• Set task:
Please pick out every line in the rows below that contains the word "white" and copy each one. Case counts.

• Extracted information:
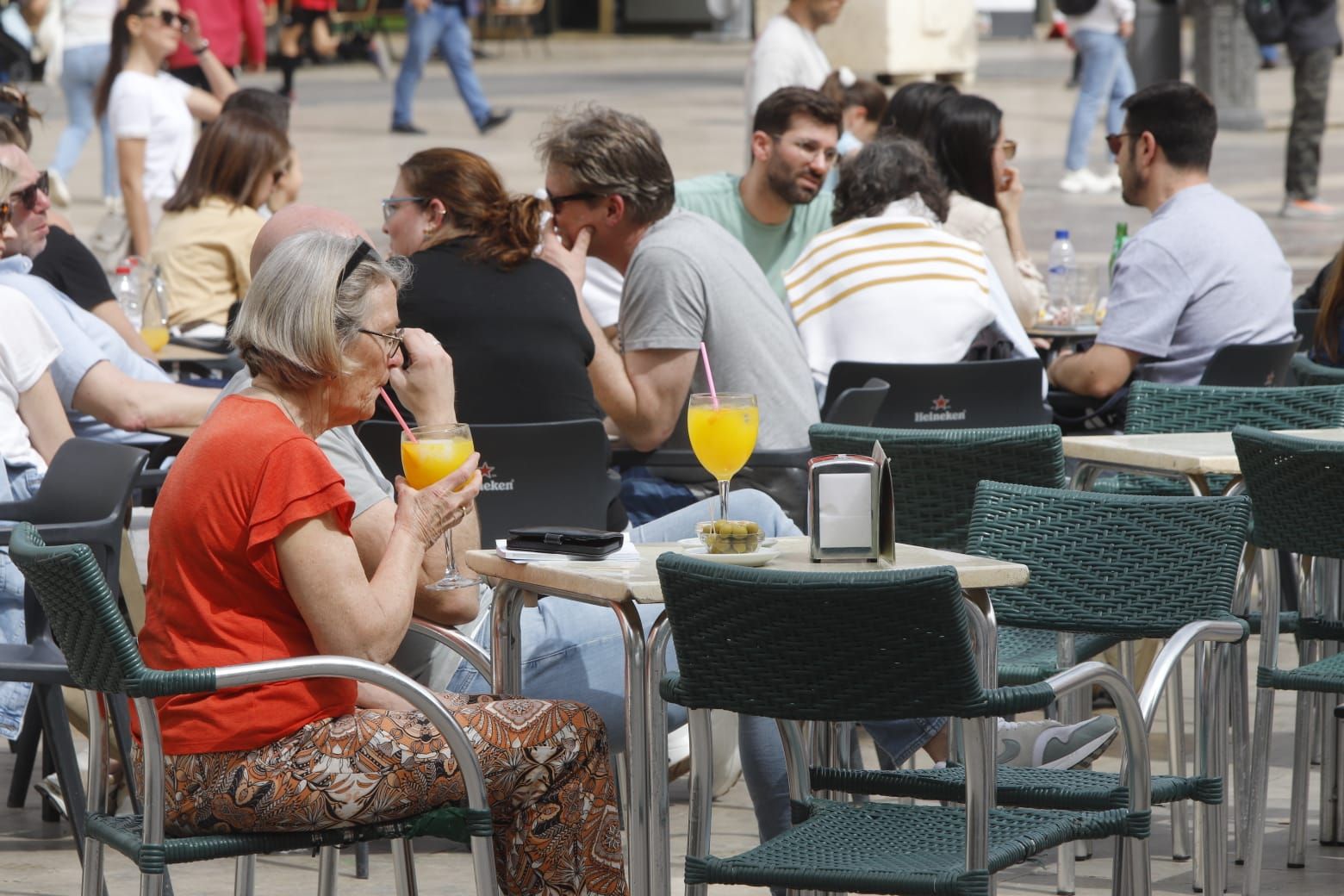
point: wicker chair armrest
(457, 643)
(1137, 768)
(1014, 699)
* * *
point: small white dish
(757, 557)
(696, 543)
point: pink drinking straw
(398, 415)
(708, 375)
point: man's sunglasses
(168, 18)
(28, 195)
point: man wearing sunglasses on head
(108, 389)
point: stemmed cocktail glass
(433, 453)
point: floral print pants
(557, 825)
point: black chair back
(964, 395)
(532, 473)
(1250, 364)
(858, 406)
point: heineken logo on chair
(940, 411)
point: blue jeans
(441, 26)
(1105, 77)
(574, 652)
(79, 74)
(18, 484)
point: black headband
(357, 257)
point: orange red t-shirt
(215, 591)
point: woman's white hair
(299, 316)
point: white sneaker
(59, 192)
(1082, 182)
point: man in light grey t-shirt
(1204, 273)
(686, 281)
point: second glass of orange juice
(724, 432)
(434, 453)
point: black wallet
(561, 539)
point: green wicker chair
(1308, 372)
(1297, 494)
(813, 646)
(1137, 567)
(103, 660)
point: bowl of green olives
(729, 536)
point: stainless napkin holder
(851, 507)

• Finished answer:
point: small white dish
point: woman's white hair
point: white sneaker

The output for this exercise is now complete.